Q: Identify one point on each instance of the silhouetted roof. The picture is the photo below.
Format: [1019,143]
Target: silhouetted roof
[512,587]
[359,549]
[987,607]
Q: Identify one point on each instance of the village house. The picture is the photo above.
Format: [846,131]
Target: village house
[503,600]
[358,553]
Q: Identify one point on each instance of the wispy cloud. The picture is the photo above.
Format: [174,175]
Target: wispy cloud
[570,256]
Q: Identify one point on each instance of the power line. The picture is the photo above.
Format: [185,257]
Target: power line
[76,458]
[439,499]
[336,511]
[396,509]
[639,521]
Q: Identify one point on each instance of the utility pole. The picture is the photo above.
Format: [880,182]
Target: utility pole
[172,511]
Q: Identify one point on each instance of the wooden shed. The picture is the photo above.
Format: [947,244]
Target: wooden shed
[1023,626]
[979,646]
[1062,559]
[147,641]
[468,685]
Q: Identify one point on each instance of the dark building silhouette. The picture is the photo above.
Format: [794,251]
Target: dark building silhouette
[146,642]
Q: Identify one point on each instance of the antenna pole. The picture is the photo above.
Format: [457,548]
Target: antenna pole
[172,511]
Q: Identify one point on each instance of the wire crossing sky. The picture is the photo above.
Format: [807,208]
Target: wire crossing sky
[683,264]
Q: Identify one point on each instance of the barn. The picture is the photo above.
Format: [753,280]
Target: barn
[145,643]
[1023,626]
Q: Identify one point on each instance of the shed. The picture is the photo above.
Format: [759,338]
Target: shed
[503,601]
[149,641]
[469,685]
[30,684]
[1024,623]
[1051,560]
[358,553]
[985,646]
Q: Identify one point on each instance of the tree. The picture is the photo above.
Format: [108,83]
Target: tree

★ ★ ★

Write out again every line of the data between the line holding "Q: Identify one point on each instance of the shed." and the end of the data, inclusive, adding -130 to each coordinate in the answers and leaving all other numbers unchanged.

Q: Identify one point on each instance of the shed. The picture is the photo above.
Format: [759,338]
Target: shed
[373,471]
[19,511]
[339,555]
[-100,554]
[894,493]
[921,430]
[228,423]
[855,516]
Q: Identify one point on each instance of the tree. The picture is the photo above.
Format: [108,83]
Target: tree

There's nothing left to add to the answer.